● TASK INPUT

-=-=-=-=-

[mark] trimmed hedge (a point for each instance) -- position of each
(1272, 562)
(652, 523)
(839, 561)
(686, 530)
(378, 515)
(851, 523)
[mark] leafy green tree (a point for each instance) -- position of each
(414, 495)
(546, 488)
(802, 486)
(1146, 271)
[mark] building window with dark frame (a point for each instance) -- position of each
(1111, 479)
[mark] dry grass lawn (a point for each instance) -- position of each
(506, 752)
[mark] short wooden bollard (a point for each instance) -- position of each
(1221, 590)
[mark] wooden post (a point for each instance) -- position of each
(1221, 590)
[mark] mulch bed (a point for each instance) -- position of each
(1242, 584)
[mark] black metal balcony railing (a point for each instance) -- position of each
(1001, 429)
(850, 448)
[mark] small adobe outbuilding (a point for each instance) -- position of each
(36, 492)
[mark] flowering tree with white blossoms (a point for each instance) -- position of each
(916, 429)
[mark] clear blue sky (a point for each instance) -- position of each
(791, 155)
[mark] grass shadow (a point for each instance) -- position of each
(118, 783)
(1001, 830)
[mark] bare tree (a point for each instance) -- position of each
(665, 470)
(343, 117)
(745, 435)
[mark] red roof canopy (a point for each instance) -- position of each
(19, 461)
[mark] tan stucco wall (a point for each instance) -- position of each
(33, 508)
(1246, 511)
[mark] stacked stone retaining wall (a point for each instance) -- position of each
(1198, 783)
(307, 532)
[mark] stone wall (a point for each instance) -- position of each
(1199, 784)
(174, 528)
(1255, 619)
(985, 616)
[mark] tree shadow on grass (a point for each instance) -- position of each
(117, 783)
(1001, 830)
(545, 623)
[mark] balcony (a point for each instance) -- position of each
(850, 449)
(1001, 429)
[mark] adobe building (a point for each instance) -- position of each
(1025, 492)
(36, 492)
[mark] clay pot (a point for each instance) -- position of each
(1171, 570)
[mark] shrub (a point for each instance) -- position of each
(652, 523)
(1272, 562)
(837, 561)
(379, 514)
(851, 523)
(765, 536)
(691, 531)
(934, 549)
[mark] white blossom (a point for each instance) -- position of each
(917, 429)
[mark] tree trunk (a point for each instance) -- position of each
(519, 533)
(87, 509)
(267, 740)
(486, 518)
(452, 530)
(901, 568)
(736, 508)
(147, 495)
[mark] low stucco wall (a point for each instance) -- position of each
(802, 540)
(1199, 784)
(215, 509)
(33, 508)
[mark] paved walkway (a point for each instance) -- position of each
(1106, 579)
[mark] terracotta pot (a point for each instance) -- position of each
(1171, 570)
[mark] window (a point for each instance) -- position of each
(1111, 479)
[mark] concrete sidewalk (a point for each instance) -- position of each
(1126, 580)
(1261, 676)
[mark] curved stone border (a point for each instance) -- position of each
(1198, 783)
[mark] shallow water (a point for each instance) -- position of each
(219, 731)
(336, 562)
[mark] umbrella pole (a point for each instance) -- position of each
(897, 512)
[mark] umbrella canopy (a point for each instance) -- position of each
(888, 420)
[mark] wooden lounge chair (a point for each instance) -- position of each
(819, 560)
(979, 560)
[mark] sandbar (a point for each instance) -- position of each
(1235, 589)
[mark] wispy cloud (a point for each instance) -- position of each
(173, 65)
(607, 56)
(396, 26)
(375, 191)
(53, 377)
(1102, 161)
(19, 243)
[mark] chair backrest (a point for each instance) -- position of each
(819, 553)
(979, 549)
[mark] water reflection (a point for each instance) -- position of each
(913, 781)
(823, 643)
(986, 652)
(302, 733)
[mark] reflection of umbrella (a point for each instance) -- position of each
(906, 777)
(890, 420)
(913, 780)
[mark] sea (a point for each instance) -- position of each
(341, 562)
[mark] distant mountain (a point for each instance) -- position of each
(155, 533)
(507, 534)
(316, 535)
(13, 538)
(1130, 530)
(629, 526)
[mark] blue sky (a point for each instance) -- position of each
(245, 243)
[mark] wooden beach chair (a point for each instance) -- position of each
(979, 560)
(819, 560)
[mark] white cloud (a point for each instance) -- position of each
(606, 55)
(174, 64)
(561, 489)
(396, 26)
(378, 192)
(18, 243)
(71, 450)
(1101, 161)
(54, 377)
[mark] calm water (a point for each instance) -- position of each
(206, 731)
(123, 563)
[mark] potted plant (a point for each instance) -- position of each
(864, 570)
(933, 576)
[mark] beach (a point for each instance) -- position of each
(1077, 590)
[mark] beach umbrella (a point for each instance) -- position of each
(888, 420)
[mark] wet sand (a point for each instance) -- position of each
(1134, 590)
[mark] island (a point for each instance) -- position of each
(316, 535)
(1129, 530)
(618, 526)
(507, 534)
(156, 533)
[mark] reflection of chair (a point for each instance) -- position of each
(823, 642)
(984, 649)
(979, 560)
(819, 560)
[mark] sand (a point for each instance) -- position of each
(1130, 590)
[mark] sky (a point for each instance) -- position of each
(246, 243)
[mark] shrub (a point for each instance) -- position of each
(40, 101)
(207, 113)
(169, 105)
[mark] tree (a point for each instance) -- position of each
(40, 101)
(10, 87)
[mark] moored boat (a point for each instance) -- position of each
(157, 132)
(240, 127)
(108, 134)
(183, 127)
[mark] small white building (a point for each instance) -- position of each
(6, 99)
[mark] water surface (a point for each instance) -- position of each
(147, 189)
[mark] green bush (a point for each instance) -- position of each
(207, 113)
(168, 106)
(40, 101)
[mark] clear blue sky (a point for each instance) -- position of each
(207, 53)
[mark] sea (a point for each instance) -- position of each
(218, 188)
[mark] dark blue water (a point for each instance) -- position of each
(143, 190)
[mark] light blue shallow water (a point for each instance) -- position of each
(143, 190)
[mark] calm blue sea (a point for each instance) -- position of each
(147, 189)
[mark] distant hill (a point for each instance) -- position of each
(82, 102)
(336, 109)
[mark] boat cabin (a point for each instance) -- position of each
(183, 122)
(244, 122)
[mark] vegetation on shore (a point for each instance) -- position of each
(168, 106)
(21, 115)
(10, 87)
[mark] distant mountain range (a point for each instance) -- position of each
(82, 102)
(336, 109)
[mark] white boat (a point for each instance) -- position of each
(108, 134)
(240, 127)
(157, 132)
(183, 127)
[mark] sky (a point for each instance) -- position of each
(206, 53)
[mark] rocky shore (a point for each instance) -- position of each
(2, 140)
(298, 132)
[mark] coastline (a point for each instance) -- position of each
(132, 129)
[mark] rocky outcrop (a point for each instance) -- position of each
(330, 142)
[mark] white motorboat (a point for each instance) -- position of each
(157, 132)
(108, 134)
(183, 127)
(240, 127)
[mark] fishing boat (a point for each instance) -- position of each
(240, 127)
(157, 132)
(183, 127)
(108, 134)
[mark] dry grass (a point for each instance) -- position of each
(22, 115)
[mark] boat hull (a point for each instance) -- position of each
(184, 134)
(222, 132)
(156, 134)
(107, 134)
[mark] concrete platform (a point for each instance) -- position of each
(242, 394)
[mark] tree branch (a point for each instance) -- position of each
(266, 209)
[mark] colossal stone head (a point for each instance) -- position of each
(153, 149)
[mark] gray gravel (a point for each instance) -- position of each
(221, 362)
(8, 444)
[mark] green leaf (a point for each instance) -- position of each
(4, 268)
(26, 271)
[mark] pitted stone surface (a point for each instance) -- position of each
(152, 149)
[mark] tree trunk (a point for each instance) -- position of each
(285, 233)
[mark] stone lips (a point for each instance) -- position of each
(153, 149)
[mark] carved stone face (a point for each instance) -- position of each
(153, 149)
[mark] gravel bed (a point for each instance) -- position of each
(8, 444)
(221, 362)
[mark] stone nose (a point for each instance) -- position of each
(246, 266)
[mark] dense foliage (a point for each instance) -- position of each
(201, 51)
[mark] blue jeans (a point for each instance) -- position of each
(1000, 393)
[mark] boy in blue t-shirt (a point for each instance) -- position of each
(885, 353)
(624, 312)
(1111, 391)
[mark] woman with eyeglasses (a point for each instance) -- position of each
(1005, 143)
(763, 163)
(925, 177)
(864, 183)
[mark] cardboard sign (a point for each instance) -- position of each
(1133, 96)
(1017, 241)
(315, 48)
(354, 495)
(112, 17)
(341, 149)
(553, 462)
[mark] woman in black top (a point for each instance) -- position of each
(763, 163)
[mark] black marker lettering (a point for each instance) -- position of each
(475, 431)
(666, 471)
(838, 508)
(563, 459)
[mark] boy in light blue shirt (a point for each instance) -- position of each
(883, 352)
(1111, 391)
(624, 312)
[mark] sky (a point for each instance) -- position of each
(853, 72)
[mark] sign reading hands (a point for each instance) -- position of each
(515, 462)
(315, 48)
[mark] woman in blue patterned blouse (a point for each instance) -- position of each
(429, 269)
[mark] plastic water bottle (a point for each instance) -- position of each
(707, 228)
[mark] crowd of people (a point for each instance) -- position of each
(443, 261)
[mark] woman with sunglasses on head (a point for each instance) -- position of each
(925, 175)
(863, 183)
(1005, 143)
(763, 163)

-=-=-=-=-

Only the lines from the one that contains "[mark] sign reading" to the end of the data should be output, exactly as they appear.

[mark] sign reading hands (a point for each instance) -- position of each
(515, 462)
(315, 48)
[mark] woman in blue patterned blouse (a point for each instance) -- position of each
(429, 269)
[mark] plastic water bottle (a point for each instance) -- position of each
(707, 228)
[mark] crowd of people (a point for each instance) -- position of each
(443, 261)
[mark] woman with sunglasses on head (a point for each instance) -- position of each
(925, 175)
(863, 183)
(1005, 143)
(763, 163)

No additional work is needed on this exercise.